ESTRATTO SCELTO =
((
Particolare della Madonna Sistina di Raffaello

Il Figlio

L'umano nell'uomo

Nicoletta Tiliacos
Pensando a mia madre e guardando gli occhi della Madonna Sistina e quelli, quasi più adulti dei suoi, del bambino che tiene accostato al volto, continuo a non capacitarmi dell’assoluta tranquillità con cui la grande novità – la cancellazione pianificata della madre per contratto – stia passando senza trovare una vera resistenza.

Una madre con in braccio il suo bambino ci guarda da cinquecento anni da un dipinto da Raffaello Sanzio: è la Madonna Sistina. L’opera, ha detto il grande scrittore russo Vasilij Grossman, che più di tutte, tra quelle considerate immortali, riesce a mostrarci l’“umano nell’uomo”. Quel quadro ci parla dell’indicibile, perché “c’è, in questa raffigurazione visiva dell’anima di una madre, qualcosa che la mente umana non riesce a cogliere”, e che tuttavia “riesce a farci battere il cuore con la sua straordinaria novità”. E’ “accompagnando con lo sguardo la Madonna Sistina”, conclude Grossman, che “continuiamo a credere che vita e libertà siano una cosa sola” (“Il bene sia con voi!”, Adelphi).

 

Mi capita da un po’ di tempo di ripensare con una partecipazione nuova a queste parole dell’autore di “Vita e destino”, uno dei libri più belli e importanti mai scritti sul totalitarismo. Grossman le dedicò alla Madonna Sistina dopo averla vista a Mosca nella primavera del 1955, quando la tela, rimasta inaccessibile al pubblico per dieci anni, venne esposta per un breve periodo, alla vigilia della sua restituzione alla pinacoteca di Dresda (dalla città tedesca le truppe sovietiche l’avevano prelevata dieci anni prima, quando il nazismo fu sconfitto, lì è tornata e si trova tuttora). Le parole di Grossman mi colpiscono in modo nuovo perché, nonostante una piccola riproduzione della Madonna Sistina sia sempre stata nella stanza di mia madre, mi è sembrato di averla vista davvero per la prima volta solo da che mamma è morta, un anno fa. C’entra anche il fatto che le cronache del Mondo Nuovo ci informano quotidianamente dell’avanzata costante di un fenomeno – o sarebbe meglio dire di un progetto? – che ormai si può definire, senza paura di esagerare, “cancellazione pianificata della madre”.
))
DATI FORNITI =
((
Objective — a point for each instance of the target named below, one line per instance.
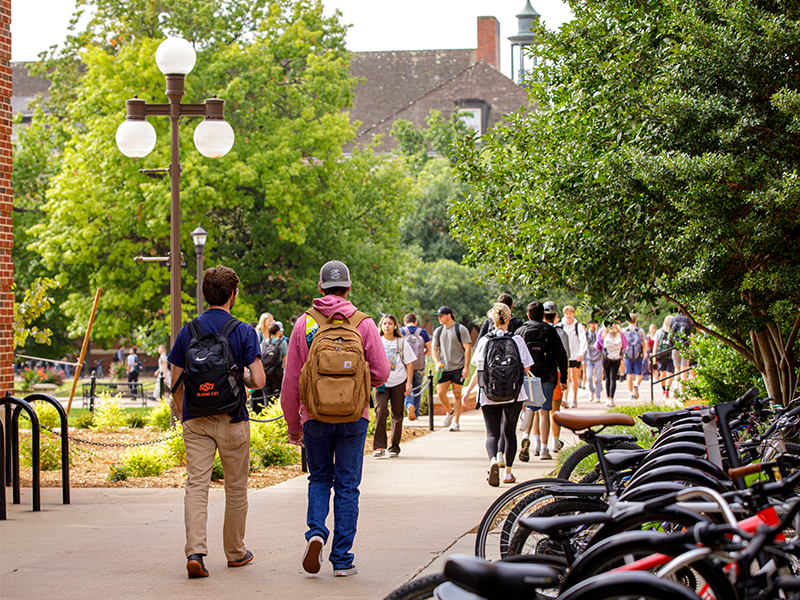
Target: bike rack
(9, 449)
))
LE CONSEGNE =
**a)** Rispondi in base all'articolo sulla Madonna Sistina:
(i) Chi ha dipinto la Madonna Sistina?
(ii) In quale città e in quale periodo Grossman vide la tela?
(iii) Dove si trova oggi il dipinto?
**b)** Nell'articolo sulla Madonna Sistina, puoi scambiare "bambino" con "piccolo" in tutto il tratto che scende da "Nicoletta Tiliacos" fino a "una vera resistenza."?
**c)** Completa il paragrafo successivo dell'articolo sulla Madonna Sistina, riprendendo da dove si ferma.

RISPOSTE PER CONSEGNA =
**a)**
(i) Raffaello Sanzio.
(ii) A Mosca, nella primavera del 1955.
(iii) Nella pinacoteca di Dresda.

**b)**
Nicoletta Tiliacos
Pensando a mia madre e guardando gli occhi della Madonna Sistina e quelli, quasi più adulti dei suoi, del piccolo che tiene accostato al volto, continuo a non capacitarmi dell’assoluta tranquillità con cui la grande novità – la cancellazione pianificata della madre per contratto – stia passando senza trovare una vera resistenza.

**c)**
Non capita quasi mai di sentirla chiamare così. Ma come andrebbe altrimenti definita la maternità surrogata commissionata, per esempio, da uomini soli? Non parlo di coppie omosessuali (ci sono anche quelle, si sa, così come ci sono coppie eterosessuali che ricorrono a loro volta all’utero in affitto). Parlo proprio di uomini singoli eterosessuali, che vogliono risparmiarsi la seccatura di una relazione ma vogliono – pretendono – un figlio. Senza donne per sempre tra i piedi. E’ il caso di Cristiano Ronaldo, un esempio à la page, che pare stia meditando di fare il bis, dopo il bambino per cui si favoleggia abbia sborsato dieci milioni di dollari nel 2011. Sono i casi dei signori qualunque Steven Harris o Peter Gordon, stimati professionisti di New York o di Boston, dei quali ha scritto Marina Terragni nel suo recente pamphlet “Temporary Mother” (Vanda epublishing): “Entrambi i padri sanno bene che dovranno spiegare qualcosa ai bambini. Harris dice che Ben ha già cominciato a fargli domande su sua madre. ‘Io gli spiego che ci sono vari tipi di famiglie: con due padri, con due madri, con una madre e un padre, e anche con solo il padre. Mi pare che per ora la spiegazione gli basti’”. Tu non hai madre, figliolo caro, è andata così e non farti troppe domande, se puoi. Da dove vieni? Chi ti ha partorito? Chi ti ha tenuto dentro di sé per nove mesi? Ecco, diciamo che è stata impiegata una specie di stampante in 3D. Non chiamiamola madre. E’ qualcosa di molto più moderno e pulito: paghi, quella produce, stampa, consegna e addio per sempre.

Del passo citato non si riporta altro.